◆ The task ◆
What you give back should be only the lines from the one holding "Target: distant city skyline" through the final line of the records, each reproduced exactly.

○ ○ ○ ○ ○ ○ ○

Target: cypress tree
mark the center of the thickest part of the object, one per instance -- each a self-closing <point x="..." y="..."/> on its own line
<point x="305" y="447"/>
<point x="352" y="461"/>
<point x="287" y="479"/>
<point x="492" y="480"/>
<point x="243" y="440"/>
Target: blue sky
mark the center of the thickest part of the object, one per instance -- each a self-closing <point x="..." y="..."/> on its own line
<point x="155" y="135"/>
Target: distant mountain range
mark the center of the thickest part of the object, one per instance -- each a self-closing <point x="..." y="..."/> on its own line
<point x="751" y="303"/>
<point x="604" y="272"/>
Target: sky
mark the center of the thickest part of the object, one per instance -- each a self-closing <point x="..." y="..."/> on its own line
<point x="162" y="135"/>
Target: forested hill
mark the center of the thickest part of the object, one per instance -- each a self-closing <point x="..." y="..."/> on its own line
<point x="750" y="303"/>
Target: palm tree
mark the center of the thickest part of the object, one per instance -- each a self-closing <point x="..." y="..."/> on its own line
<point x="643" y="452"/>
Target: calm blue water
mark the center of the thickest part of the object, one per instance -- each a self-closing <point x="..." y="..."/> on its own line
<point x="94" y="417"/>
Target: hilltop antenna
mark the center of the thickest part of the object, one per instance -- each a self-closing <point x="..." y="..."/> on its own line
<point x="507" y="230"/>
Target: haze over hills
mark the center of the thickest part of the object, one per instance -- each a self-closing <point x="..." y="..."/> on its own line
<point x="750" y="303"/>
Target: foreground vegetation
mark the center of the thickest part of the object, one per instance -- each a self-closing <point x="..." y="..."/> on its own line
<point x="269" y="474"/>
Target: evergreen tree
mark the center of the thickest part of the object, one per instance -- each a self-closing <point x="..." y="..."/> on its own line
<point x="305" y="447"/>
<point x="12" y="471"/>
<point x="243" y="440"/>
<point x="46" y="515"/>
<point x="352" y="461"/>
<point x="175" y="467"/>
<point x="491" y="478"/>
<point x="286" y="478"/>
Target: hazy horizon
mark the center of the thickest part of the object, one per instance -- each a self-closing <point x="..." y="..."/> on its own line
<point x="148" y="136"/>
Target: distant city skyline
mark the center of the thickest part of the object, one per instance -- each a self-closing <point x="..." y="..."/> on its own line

○ ○ ○ ○ ○ ○ ○

◆ Response to this task ◆
Target: distant city skyline
mark the center of the thickest part of the object, one per instance -- each a self-closing <point x="..." y="..."/> on its own line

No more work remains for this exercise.